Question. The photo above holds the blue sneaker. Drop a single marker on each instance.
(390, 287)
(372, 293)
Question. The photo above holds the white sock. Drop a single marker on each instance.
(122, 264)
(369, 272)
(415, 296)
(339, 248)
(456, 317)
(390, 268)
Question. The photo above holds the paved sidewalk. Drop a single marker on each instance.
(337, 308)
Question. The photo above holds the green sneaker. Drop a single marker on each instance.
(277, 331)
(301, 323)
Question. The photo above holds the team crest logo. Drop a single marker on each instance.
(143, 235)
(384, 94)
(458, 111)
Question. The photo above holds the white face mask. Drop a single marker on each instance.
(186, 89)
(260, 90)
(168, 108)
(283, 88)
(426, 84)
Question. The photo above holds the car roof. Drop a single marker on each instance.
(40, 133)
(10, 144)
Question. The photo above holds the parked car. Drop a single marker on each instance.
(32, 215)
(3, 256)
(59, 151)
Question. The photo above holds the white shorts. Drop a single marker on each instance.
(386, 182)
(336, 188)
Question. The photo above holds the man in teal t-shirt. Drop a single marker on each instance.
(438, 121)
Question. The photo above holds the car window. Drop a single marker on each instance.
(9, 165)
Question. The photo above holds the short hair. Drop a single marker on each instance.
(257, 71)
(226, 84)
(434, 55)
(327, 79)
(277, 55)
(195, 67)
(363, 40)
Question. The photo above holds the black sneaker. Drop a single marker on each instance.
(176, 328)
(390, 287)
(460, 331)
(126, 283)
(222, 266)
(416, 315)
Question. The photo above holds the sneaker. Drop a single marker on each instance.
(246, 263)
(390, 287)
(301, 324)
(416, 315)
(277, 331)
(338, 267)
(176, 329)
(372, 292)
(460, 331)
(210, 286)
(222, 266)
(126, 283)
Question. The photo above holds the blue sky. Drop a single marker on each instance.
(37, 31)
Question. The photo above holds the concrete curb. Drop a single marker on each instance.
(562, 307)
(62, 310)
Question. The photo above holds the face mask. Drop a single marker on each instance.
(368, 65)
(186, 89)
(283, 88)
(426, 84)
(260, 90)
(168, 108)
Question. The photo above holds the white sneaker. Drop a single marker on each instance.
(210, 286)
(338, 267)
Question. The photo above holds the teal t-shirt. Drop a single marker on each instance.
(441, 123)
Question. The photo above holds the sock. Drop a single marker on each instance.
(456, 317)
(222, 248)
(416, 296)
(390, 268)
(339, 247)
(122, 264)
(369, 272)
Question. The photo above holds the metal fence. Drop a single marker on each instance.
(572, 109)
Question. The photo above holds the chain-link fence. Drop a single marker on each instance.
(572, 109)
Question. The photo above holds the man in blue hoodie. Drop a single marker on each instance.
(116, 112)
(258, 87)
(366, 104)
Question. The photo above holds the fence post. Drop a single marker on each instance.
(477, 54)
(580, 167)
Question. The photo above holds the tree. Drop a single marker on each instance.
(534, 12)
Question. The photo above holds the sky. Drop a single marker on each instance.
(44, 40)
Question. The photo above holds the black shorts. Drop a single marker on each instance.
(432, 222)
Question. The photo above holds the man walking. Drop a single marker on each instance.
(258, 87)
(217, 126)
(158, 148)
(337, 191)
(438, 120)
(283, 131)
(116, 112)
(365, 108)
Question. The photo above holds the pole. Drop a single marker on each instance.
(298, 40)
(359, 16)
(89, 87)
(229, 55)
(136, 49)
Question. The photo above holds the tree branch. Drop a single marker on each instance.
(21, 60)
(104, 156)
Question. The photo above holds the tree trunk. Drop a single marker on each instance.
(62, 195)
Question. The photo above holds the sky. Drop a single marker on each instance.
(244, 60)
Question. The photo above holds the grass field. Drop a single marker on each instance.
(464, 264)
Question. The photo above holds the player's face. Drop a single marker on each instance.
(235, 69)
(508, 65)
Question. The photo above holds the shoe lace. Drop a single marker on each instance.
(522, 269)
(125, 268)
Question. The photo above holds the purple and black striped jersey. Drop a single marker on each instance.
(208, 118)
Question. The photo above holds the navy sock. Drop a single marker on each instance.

--- Task to complete ---
Take the lines above and retype all of them exactly.

--- Finished answer ---
Question. The photo above holds the blue sneaker. Drop a single marker on each instance.
(390, 287)
(372, 293)
Question. The photo above holds the white sock. Drop a single marker on each instance.
(122, 264)
(369, 272)
(415, 296)
(339, 248)
(456, 317)
(390, 268)
Question. The photo above holds the paved sidewalk. Drop a single marker on each instance.
(337, 308)
Question. The photo above holds the green sneaker. Drop a single marker on each instance.
(277, 331)
(301, 323)
Question. The photo above holds the team crest logo. Drop a single marker on each instance.
(143, 235)
(384, 94)
(458, 111)
Question. The photo above holds the white face mask. Drop a single marker on each instance.
(186, 89)
(260, 90)
(168, 108)
(283, 88)
(426, 84)
Question. The photo above holds the car roof. Drop a single marker on each instance.
(40, 133)
(10, 144)
Question. The photo above holds the parked car. Drop a single marker on each instance.
(32, 215)
(3, 256)
(59, 151)
Question. The photo above holds the white shorts. Drop a single marker on each instance.
(386, 182)
(336, 188)
Question. The photo above holds the man in teal t-shirt. Drop a single marker on each instance.
(438, 121)
Question. The photo above holds the car window. Drop a single marker on each instance.
(9, 165)
Question. The photo above holds the short hair. Drop a single marker on each instance.
(257, 71)
(226, 84)
(434, 55)
(327, 79)
(277, 55)
(195, 67)
(363, 40)
Question. The photo above holds the black sneaker. Drop a single marker on each instance.
(176, 328)
(390, 287)
(460, 331)
(126, 283)
(222, 266)
(416, 315)
Question. The photo above holds the sneaker. Drop a single marker on each instance.
(246, 263)
(390, 287)
(301, 324)
(416, 315)
(277, 331)
(338, 267)
(176, 329)
(372, 292)
(460, 331)
(210, 286)
(222, 266)
(126, 283)
Question. The photo above holds the blue sky. Drop a single marker on each instance.
(37, 31)
Question. The photo above holds the concrete curb. Drop a single marker on each instance.
(562, 307)
(62, 310)
Question. The photo above holds the face mask. Drop a single marker on each instance.
(368, 65)
(186, 89)
(283, 88)
(426, 84)
(260, 90)
(168, 108)
Question. The photo above holds the white sneaker. Drop a single marker on each instance.
(210, 286)
(338, 267)
Question. The photo above holds the teal t-shirt. Drop a single marker on each instance.
(441, 123)
Question. The photo above holds the sock. Drop a single marker on each instance.
(456, 317)
(222, 248)
(416, 296)
(390, 268)
(339, 247)
(122, 264)
(369, 272)
Question. The photo above holds the metal fence. Drop a single marker on each instance.
(572, 109)
Question. The photo above holds the chain-link fence. Drop a single marker on each instance.
(572, 109)
Question. The photo above holds the man in blue hoodie. Drop a single marker on each instance.
(116, 112)
(258, 87)
(366, 104)
Question. The photo above holds the fence post. Drop a single marker on each instance.
(477, 54)
(580, 167)
Question. The photo above holds the tree. Drop a single marker on each instance.
(534, 12)
Question. The photo above holds the sky. Drop a single marker on each instance.
(44, 40)
Question. The photo above holds the black shorts. Drop a single marker on each instance.
(432, 222)
Question. The photo above holds the man walking. Drop a single marker on each instance.
(258, 87)
(217, 126)
(158, 148)
(337, 191)
(438, 120)
(283, 131)
(116, 112)
(365, 108)
Question. The photo above holds the pole. Drop a single marker on each instance.
(298, 40)
(359, 16)
(89, 87)
(229, 55)
(136, 49)
Question. The photo above holds the tree branch. Drop a single marker on each instance.
(21, 60)
(104, 156)
Question. The photo above holds the tree trunk. Drop a single marker on each instance.
(62, 195)
Question. The photo above holds the sky. Drop a single marker on each instance.
(244, 60)
Question. The photo above holds the grass field. Drop a single marker on each instance.
(464, 264)
Question. The photo above holds the player's face. Drop a single marker on each instance.
(235, 69)
(508, 65)
Question. The photo above holds the shoe lace. Drop a single marker on each instance.
(522, 269)
(125, 268)
Question. The photo above holds the purple and black striped jersey. Drop a single marker on each instance.
(208, 118)
Question. The photo above holds the navy sock. Drop a single marker on each instance.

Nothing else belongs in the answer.